Material to process:
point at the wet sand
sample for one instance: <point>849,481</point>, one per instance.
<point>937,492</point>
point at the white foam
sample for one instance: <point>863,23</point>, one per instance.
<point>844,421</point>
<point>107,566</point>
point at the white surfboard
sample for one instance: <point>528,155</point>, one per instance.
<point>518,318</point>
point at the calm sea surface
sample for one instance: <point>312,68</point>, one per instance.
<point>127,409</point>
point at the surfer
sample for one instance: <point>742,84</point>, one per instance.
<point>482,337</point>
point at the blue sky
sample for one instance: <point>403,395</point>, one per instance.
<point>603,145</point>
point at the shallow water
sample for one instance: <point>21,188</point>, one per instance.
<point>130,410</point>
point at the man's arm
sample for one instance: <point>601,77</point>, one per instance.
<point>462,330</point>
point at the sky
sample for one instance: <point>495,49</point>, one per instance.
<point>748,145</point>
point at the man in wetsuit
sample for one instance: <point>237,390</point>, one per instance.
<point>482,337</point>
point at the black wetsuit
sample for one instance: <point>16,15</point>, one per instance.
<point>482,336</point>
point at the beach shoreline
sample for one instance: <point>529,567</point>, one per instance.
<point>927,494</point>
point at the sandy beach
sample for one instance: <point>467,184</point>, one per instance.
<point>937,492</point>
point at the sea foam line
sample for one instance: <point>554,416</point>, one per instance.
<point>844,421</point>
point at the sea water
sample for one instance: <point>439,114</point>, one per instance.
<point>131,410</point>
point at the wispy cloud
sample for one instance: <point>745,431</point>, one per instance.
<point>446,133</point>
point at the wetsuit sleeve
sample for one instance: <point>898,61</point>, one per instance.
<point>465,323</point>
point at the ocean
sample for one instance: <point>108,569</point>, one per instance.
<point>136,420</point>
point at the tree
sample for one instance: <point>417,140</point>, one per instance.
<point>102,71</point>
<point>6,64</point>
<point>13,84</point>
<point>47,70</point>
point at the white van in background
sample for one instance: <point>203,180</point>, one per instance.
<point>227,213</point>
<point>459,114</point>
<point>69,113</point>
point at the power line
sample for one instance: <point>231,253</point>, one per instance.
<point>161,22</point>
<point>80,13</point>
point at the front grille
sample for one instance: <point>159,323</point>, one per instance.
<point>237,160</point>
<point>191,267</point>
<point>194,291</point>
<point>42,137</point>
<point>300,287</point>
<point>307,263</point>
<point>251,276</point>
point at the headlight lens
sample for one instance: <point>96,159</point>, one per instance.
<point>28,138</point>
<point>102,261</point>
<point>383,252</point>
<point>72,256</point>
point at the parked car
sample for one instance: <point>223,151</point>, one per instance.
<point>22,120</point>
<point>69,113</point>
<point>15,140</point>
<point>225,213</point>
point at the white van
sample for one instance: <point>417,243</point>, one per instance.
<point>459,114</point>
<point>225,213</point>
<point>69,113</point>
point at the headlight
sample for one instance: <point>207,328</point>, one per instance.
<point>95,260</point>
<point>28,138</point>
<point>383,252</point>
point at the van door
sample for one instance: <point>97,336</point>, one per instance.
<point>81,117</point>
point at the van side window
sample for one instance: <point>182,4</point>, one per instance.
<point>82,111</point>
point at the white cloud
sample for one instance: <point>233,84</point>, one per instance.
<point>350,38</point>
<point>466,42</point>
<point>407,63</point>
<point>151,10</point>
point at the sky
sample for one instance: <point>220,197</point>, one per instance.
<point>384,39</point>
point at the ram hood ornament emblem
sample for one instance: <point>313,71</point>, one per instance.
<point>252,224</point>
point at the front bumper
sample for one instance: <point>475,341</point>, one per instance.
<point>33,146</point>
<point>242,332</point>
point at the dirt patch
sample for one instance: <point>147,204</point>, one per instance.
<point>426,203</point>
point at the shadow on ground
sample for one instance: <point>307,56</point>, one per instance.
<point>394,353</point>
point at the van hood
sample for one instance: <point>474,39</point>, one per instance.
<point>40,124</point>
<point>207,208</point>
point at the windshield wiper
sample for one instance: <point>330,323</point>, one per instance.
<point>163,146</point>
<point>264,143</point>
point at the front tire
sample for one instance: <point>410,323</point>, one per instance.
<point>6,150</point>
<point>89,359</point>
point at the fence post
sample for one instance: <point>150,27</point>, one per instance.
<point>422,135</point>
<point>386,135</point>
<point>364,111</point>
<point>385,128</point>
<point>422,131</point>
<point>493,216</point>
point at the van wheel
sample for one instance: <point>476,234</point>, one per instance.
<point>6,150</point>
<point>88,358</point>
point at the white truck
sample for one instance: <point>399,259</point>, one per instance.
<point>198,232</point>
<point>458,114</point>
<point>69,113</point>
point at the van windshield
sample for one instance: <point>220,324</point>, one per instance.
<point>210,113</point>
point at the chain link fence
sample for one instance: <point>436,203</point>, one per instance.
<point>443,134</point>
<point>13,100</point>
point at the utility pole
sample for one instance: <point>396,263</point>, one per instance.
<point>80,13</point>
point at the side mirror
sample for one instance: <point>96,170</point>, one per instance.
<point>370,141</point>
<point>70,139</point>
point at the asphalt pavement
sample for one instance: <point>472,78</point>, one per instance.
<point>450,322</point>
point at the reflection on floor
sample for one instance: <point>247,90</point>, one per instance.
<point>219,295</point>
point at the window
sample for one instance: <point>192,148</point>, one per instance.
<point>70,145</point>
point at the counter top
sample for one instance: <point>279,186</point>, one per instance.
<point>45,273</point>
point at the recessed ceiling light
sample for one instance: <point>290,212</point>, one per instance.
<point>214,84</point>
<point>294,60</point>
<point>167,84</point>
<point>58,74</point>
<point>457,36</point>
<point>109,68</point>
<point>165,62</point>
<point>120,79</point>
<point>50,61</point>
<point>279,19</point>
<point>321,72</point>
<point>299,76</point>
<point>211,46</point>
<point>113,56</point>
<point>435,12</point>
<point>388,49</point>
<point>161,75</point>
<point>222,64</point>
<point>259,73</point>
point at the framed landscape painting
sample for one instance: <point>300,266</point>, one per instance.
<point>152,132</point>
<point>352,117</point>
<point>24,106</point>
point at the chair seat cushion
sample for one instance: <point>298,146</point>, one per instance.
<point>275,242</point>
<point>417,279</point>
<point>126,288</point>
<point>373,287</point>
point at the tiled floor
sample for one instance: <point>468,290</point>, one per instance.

Exercise directions: Write out the material again from the line with "point at the chain link fence" through the line with "<point>70,145</point>", requests included. Add 105 to every coordinate in the answer points, and leave the requests and their sample points as they are.

The solution:
point at the chain link fence
sample for one instance: <point>436,203</point>, one per instance.
<point>548,239</point>
<point>118,205</point>
point at the utility pole
sample for one instance: <point>396,263</point>, one per instance.
<point>185,118</point>
point at the side mirror
sample for one instance: <point>96,170</point>, one per instance.
<point>475,246</point>
<point>175,244</point>
point at the asphalt pavement
sample for one instance: <point>472,78</point>, one per instance.
<point>555,427</point>
point at the reflection on floor
sample for one instance: <point>247,90</point>, one per instance.
<point>324,400</point>
point at the window
sample for one instance: <point>192,148</point>, one per instance.
<point>175,250</point>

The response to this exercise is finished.